» **REQUIRED ACTION**:
In the entries below, find the line with "Target: stainless steel food tray" and the line with "Expected: one point per instance of the short"; give again those lines and every line between them, exactly.

Items listed in a dataset
+===+

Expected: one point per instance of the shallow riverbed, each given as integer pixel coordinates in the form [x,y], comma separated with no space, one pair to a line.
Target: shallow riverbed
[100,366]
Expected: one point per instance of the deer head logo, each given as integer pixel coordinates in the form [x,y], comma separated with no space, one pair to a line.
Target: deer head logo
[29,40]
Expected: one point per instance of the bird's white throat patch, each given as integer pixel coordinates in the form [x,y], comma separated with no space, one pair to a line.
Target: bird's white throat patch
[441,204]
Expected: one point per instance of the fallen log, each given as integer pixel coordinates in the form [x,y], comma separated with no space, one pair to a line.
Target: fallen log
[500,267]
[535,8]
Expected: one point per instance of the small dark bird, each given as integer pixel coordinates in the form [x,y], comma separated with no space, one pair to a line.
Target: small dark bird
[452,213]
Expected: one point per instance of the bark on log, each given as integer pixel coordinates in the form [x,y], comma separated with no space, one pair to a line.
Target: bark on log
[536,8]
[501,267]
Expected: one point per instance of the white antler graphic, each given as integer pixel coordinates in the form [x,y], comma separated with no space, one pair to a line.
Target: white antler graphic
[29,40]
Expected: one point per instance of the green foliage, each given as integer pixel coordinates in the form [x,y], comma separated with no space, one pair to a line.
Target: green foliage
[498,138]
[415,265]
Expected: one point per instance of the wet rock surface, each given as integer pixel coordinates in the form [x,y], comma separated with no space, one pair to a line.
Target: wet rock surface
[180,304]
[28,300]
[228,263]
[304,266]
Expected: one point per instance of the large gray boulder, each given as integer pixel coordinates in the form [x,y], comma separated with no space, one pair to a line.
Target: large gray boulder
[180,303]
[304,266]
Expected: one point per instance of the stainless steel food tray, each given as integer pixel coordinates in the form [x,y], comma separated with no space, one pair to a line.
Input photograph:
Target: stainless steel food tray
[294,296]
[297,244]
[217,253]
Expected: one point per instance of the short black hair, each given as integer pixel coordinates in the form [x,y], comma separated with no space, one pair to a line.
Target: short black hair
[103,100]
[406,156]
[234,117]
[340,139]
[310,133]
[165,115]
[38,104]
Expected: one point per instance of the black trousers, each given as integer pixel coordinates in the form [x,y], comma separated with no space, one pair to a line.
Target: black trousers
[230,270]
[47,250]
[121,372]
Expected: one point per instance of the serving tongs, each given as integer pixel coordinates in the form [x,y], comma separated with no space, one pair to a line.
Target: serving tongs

+===+

» **OUTPUT FOR THIS EXERCISE**:
Target: stainless steel food tray
[294,296]
[297,244]
[217,253]
Expected: one point per instance of the short black hair, each given as integer pixel coordinates in the form [x,y], comma separated with no space, one pair to a line.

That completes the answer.